━━━━━ EXTRACTED INFORMATION

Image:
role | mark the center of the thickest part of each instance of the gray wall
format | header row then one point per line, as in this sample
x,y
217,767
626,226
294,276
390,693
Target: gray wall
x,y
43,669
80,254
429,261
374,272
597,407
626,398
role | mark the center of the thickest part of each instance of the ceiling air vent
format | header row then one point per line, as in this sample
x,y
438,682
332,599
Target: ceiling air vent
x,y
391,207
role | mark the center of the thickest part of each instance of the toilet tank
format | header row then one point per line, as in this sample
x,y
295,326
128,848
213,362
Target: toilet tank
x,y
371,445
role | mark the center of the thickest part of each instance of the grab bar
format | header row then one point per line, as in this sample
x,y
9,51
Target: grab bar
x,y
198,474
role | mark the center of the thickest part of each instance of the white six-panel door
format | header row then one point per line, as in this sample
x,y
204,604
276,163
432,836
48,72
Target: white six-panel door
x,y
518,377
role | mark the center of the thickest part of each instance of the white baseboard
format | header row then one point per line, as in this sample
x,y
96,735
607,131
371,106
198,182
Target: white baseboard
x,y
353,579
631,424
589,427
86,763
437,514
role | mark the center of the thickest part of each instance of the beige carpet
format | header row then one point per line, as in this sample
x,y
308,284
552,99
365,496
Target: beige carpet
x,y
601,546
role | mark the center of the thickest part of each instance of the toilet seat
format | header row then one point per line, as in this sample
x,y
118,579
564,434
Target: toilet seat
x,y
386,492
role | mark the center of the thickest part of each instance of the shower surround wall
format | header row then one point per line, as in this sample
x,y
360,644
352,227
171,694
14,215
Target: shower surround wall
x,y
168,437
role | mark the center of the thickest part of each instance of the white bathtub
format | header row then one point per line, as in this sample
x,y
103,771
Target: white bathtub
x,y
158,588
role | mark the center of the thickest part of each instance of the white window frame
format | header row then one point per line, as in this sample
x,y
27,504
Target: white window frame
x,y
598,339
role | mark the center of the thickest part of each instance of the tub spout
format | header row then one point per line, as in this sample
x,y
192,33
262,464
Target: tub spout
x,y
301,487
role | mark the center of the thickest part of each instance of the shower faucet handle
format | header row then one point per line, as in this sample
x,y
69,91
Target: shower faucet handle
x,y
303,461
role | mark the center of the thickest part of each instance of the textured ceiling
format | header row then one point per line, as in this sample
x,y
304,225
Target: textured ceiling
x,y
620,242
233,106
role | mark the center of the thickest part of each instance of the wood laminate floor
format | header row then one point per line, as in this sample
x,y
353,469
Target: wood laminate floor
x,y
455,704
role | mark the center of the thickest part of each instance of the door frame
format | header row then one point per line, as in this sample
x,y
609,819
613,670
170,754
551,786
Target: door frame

━━━━━━━━━━

_TASK GOAL_
Find the line that contains "the beige carpet". Repeat it and every line after it, exactly as written, up to and including the last line of the records above.

_COMPLETE OUTPUT_
role | mark the center of the thickest part of each instance of the beige carpet
format | header row then one point per line, as in this sample
x,y
308,284
552,99
365,496
Target: beige carpet
x,y
601,546
role | mark the center of the thickest part of each instance of the toilet seat
format | header row then one point per line, as in this sample
x,y
118,579
564,434
Target: toilet seat
x,y
386,492
role | mark the center of the thickest part of each instance of the shower surround wall
format | header row then one point per line, as in this sample
x,y
360,644
352,227
171,694
14,215
Target: shower surround wall
x,y
168,437
role | mark the center of the thickest part of each instance of the white bathtub
format | header row then one point per line, as in this sample
x,y
103,771
Target: white bathtub
x,y
158,588
role | mark the center of the thickest part of each instance of the white window frame
format | header row then one point per line, as in this sample
x,y
27,504
Target: white window frame
x,y
598,339
role | mark the center of the thickest part of each instance of the tub spout
format | header row then one point per line, as in this sample
x,y
192,33
262,464
Target: tub spout
x,y
301,487
role | mark the center of the thickest part of each instance of the shower faucet handle
format | header row then one point per line, as in this sample
x,y
69,91
Target: shower faucet handle
x,y
303,461
role | mark the center of the thickest part of each instance of the textured ceiling
format | header row then one point per line, as in this sample
x,y
304,225
Target: textured ceiling
x,y
620,242
233,106
role | mark the center of the thickest part of each instance of the wood laminate floor
format | header row then one point per line, as in this sample
x,y
353,469
Target: wood laminate floor
x,y
455,704
role | mark the center of the thickest part of each instance of the door frame
format | header row then one point per line, as in this sample
x,y
609,819
613,670
170,754
551,786
Target: door frame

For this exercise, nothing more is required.